The data is to be set down once more, exactly as it reads.
※
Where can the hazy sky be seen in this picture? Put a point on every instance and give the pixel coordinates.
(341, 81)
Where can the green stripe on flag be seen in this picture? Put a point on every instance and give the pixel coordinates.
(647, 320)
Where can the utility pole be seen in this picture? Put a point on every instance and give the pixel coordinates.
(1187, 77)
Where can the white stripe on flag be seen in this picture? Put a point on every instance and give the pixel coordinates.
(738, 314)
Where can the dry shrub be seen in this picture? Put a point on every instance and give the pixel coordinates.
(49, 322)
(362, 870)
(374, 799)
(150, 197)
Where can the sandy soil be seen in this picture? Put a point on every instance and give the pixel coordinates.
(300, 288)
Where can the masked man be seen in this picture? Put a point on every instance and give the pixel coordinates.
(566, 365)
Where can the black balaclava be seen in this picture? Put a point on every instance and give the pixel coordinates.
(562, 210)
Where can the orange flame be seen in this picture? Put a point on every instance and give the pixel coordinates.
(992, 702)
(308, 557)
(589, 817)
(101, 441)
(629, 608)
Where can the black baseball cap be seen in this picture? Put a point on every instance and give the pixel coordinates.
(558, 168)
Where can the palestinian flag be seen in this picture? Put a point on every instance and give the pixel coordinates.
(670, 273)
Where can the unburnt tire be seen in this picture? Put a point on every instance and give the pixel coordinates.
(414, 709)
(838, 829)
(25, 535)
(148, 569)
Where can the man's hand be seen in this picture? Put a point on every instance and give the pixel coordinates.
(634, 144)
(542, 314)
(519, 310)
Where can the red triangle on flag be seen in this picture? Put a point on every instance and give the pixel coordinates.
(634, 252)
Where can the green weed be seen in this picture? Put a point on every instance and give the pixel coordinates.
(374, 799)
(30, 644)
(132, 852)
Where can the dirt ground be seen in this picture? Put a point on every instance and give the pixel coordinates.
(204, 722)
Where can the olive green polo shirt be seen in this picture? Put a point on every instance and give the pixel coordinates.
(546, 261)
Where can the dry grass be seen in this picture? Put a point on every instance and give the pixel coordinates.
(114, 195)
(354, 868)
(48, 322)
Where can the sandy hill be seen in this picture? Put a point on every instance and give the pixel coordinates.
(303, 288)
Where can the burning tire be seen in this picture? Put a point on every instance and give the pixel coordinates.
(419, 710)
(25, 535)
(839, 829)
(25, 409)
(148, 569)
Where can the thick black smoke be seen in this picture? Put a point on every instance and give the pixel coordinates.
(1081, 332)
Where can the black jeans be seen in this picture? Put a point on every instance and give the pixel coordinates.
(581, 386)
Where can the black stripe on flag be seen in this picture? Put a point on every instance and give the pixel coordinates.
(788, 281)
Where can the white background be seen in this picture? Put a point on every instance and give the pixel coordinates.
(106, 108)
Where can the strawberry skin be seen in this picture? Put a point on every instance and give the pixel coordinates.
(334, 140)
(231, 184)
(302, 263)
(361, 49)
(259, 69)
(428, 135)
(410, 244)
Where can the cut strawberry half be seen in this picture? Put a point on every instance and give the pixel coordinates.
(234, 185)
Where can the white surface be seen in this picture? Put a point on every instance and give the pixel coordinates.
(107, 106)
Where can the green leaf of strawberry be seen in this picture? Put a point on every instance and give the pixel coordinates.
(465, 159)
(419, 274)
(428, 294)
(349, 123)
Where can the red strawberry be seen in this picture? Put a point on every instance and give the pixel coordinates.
※
YOUR SOLUTION:
Where can the hazy sky be seen in this picture? Put a point on every instance and give the pixel coordinates.
(341, 81)
Where can the green stripe on flag be seen in this picture? Put a point on every instance and give the pixel coordinates.
(647, 320)
Where can the utility pole be seen in this picture? Put a point on every instance and give the pixel coordinates.
(1187, 77)
Where can the white stripe on flag be seen in this picture? Put a point on every instance and give the pixel coordinates.
(738, 314)
Where can the dry shrub be seen in this picture? Put a point on every instance and give the pixel coordinates.
(49, 322)
(362, 870)
(374, 799)
(150, 197)
Where can the sandy soil be seen in this picture? Put a point on every instance and give the pixel coordinates.
(300, 288)
Where can the masked man be seen in this picture? Put a point on every instance and give the pixel coordinates.
(566, 365)
Where can the black balaclava be seen in this picture? Put a point on every instance and give the pixel coordinates.
(562, 210)
Where can the orange flame be seen in this picture? Put a point on every instance and give the pixel coordinates.
(992, 702)
(308, 557)
(589, 817)
(101, 441)
(629, 608)
Where can the black baseball cap be seen in this picture? Put a point on every instance and give the pixel coordinates.
(558, 168)
Where can the palestinian flag be seen in this picture? Put a point on every instance and give the pixel coordinates.
(670, 273)
Where can the unburnt tire be seen in this picture? Put a point on every instance and give the pixel coordinates.
(414, 709)
(838, 829)
(25, 535)
(148, 569)
Where can the man's hand be seen in this picture? Put a point on every instance and give the pixel coordinates.
(634, 144)
(542, 314)
(519, 310)
Where can the red triangle on flag be seen in this picture? Put a point on every instance and give the pixel coordinates.
(634, 252)
Where can the green weed be seen in this picture? Put a point on every instance and give the pixel coordinates.
(374, 799)
(30, 644)
(132, 852)
Where can the dirt ground be seen in this picture? Put a point on every instance and give the pixel coordinates.
(204, 722)
Where can the olive green polo shirt be seen in this picture? Put a point on every instance and give the pixel coordinates.
(546, 261)
Where can the dry grass be seen in this picture? Put a point on every instance and give the pixel coordinates.
(114, 195)
(354, 868)
(48, 322)
Where can the sandy hill be seen in this picture? Put a point on every instance and give the pixel coordinates.
(303, 288)
Where can the burning tire be seen in this picture? Put a point on every instance and give the pixel coordinates.
(419, 710)
(25, 535)
(839, 829)
(25, 409)
(148, 569)
Where can the thick black smoke be seen in this picture? Put a point on every instance and give the pixel coordinates.
(1081, 332)
Where can the black jeans be seen in this picture? Put a point on every instance and give the pixel coordinates.
(581, 386)
Where can the black stripe on flag be seen in this picture? Put a point on every instance and give the pixel coordinates.
(788, 281)
Where can the white background be seen in this picture? Put a point on every instance and give the pixel coordinates.
(106, 108)
Where can the strawberry skin be seen in this picture? Put a point on every instance and give the pixel coordinates.
(334, 140)
(231, 184)
(302, 263)
(361, 49)
(259, 69)
(428, 135)
(410, 244)
Where can the cut strawberry half be seen in this picture? Put a point on every instance and give the pixel coordinates.
(234, 185)
Where can the white surface be seen in this picture? Put a point on every instance and give the pixel coordinates.
(107, 106)
Where can the green leaf of strawberry be seen in this picture? Put a point on every instance and give the pixel coordinates.
(465, 159)
(419, 274)
(428, 294)
(349, 123)
Where can the red strawberry be seen in this picture? Put a point on every instance and give the pixel coordinates.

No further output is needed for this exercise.